##### Text for analysis

Te Ara has more information about Waihī’s Martha gold-mine and the 1912 strike at http://www.teara.govt.nz/en/hauraki-coromandel-region/8, and on gold mining generally at: http://www.teara.govt.nz/en/gold-and-gold-mining.

Women in the military

Woman soldier in the Regional Assistance Mission to the Solomon Islands (click to read credit info)

Woman soldier in the Regional Assistance Mission to the Solomon Islands (click to read credit info)



Jacinda Baker, a 26-year-old medic in the New Zealand Defence Force’s Provincial Reconstruction Team in Bamyan, Afghanistan, was killed on 20 August 2012, when an improvised bomb destroyed the Humvee in which she was riding. Two other New Zealand soldiers died with her: Corporal Luke Tamatea (31) and Private Richard Harris (21).

Described by her commanding officer as ‘the mother hen, who we would not swap for the world’, Lance Corporal Baker was known for her professionalism and courage. She was the first female New Zealand soldier to be killed in action since troops were sent to Afghanistan, and the first woman to be in killed in conflict since nurse Lesley Cowper of the New Zealand Surgical Team died in Vietnam in 1966.

New Zealand’s army, which Baker joined in 2007, is one of the few in which she would be allowed a combat role. (Canada, Denmark, Finland, France, Germany, Norway, Israel, Serbia, Sweden and Switzerland are the others.) Her death provoked discussion in Australia, New Zealand’s closest military ally, where women have been allowed in combat roles since 2011. The treatment of women in the Australian military has been the subject of scandal and a damning report by that country’s Sex Discrimination Commissioner (released in August 2012).

The road to women’s inclusion in New Zealand’s defence forces was surprisingly smooth. There was a precedent for women in combat roles – Māori women had taken part in fighting in the 19th century. Most well known was Hēni Te Kiri Karamū, who fought against the British at Gate Pā in 1864, and for them against Hauhau (adherents of the Pai Mārire faith) in 1865. Pākehā women first went to war as nurses – 35 New Zealand women went to the South African War (1899–1902) as nurses. Numbers swelled during the First World War, when 640 went as nurses. Of this group, 17 died.

##########
##### Supplied entries

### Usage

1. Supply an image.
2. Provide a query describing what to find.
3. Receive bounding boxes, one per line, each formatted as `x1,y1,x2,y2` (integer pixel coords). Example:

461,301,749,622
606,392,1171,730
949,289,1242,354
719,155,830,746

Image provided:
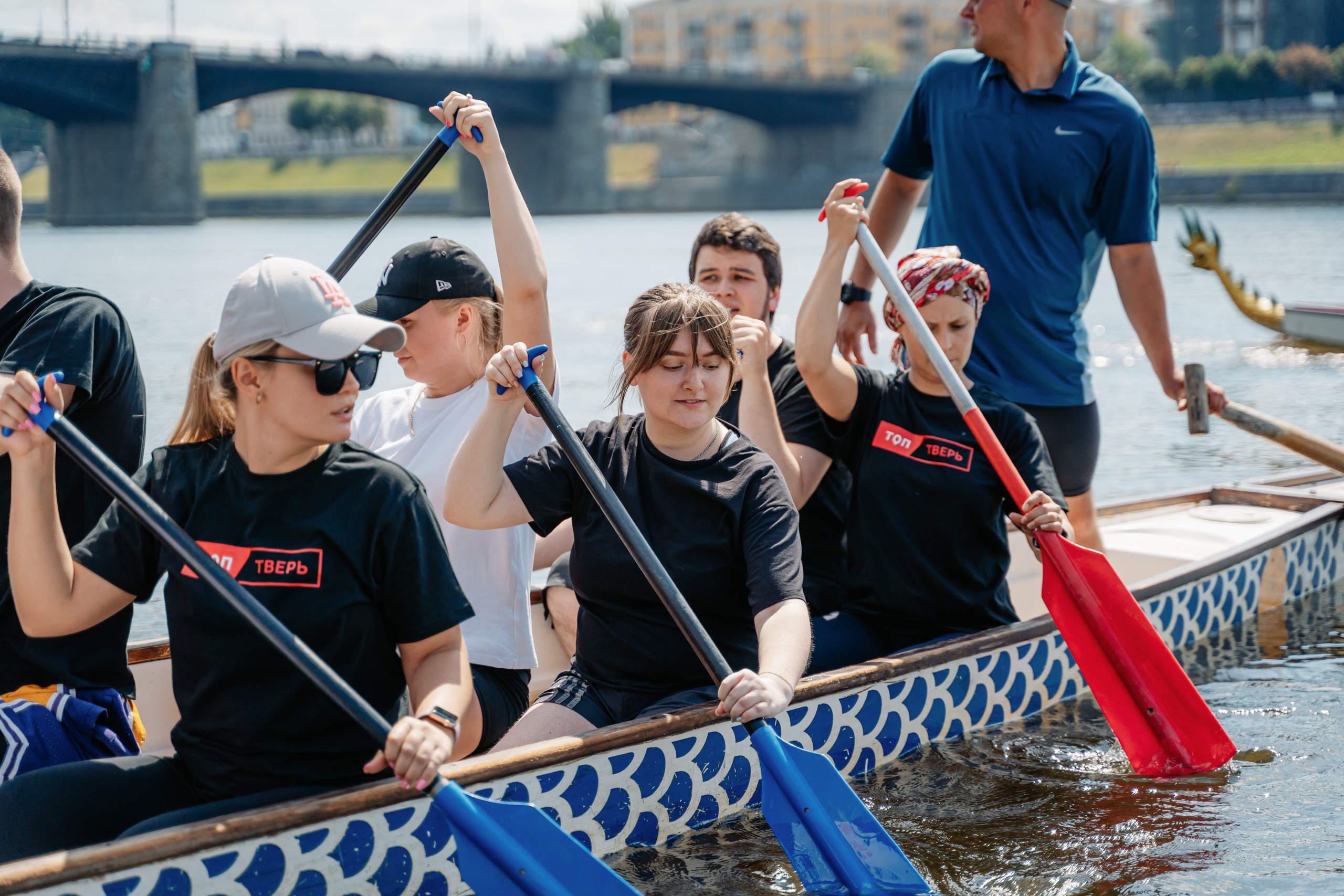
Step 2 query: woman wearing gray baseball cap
0,257,484,861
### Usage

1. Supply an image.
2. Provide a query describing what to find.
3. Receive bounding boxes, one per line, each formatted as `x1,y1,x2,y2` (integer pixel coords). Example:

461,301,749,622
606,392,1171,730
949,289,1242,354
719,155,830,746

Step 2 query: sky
0,0,625,58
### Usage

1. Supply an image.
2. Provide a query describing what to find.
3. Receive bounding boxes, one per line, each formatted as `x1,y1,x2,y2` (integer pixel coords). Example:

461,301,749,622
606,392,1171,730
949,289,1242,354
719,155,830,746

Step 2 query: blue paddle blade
751,725,930,896
434,783,638,896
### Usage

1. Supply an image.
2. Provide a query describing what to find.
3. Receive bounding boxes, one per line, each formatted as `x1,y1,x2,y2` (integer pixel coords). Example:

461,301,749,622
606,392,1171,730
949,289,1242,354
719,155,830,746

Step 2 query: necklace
411,385,429,435
691,422,719,461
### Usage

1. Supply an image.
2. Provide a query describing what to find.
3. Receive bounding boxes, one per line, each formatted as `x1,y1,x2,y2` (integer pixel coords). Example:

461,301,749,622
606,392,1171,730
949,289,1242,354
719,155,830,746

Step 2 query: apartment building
624,0,968,78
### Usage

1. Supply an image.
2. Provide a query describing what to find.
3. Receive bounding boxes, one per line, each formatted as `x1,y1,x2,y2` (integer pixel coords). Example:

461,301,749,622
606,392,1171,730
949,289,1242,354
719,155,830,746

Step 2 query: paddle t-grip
817,181,868,220
495,345,550,395
434,102,485,148
1185,364,1208,435
0,371,66,438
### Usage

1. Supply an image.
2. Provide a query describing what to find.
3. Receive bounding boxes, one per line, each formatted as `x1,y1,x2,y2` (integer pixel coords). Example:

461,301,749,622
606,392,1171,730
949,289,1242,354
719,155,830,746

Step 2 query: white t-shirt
351,376,558,669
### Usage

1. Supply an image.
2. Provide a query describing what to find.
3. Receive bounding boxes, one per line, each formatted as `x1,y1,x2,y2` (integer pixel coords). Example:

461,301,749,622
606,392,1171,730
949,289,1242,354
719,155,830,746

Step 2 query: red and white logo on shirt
872,420,976,473
182,541,322,588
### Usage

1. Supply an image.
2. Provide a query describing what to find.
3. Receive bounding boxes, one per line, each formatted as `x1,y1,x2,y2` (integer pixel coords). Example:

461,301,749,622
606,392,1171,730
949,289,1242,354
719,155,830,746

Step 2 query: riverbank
23,165,1344,220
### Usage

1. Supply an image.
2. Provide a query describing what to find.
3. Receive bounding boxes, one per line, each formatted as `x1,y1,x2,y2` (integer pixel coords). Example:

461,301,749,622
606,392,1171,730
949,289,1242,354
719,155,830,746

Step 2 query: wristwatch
840,281,872,305
415,707,463,743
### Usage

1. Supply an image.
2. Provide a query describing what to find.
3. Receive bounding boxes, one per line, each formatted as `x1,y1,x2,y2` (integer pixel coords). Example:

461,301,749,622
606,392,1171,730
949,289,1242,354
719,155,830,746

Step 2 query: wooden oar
1185,364,1344,474
10,376,638,896
495,345,930,896
859,215,1236,776
327,102,485,281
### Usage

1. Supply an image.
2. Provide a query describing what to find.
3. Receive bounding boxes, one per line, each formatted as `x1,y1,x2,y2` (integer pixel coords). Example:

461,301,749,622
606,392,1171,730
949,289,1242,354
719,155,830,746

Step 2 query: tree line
288,90,387,139
1093,35,1344,102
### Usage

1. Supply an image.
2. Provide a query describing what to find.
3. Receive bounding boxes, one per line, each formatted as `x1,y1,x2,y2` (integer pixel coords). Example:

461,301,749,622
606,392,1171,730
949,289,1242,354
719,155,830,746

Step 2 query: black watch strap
840,281,872,305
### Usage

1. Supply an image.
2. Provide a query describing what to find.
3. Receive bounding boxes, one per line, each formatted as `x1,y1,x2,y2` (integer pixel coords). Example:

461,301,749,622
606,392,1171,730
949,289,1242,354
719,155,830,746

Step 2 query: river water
23,206,1344,894
613,589,1344,896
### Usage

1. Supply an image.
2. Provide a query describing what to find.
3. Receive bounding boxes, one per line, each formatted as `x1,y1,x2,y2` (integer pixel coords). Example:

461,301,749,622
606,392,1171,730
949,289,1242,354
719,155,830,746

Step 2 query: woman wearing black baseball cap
352,93,555,754
0,257,472,862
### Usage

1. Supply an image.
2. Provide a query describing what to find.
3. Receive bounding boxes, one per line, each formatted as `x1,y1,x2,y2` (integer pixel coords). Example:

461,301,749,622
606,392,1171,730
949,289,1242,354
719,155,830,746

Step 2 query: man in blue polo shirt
836,0,1226,550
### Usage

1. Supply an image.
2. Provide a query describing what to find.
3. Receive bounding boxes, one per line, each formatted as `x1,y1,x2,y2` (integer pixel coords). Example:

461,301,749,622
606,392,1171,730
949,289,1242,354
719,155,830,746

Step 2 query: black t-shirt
72,437,472,799
825,365,1067,644
719,340,849,615
504,414,802,696
0,281,145,694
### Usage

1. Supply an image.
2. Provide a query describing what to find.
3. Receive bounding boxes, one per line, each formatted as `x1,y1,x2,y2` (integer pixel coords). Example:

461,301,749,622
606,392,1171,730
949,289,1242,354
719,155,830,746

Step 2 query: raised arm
430,91,555,391
836,168,929,364
732,314,831,508
793,177,867,420
0,371,134,638
444,343,545,529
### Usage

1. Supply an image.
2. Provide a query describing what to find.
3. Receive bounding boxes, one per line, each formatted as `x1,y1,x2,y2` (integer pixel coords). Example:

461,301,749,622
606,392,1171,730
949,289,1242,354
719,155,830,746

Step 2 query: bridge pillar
749,78,915,208
47,43,206,226
460,69,613,215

##########

Reproduce the passage on women in the military verbatim from "Jacinda Baker, a" to "Vietnam in 1966.". The records have no connection to the passage on women in the military.

▸ **Solution to this exercise**:
Jacinda Baker, a 26-year-old medic in the New Zealand Defence Force’s Provincial Reconstruction Team in Bamyan, Afghanistan, was killed on 20 August 2012, when an improvised bomb destroyed the Humvee in which she was riding. Two other New Zealand soldiers died with her: Corporal Luke Tamatea (31) and Private Richard Harris (21).

Described by her commanding officer as ‘the mother hen, who we would not swap for the world’, Lance Corporal Baker was known for her professionalism and courage. She was the first female New Zealand soldier to be killed in action since troops were sent to Afghanistan, and the first woman to be in killed in conflict since nurse Lesley Cowper of the New Zealand Surgical Team died in Vietnam in 1966.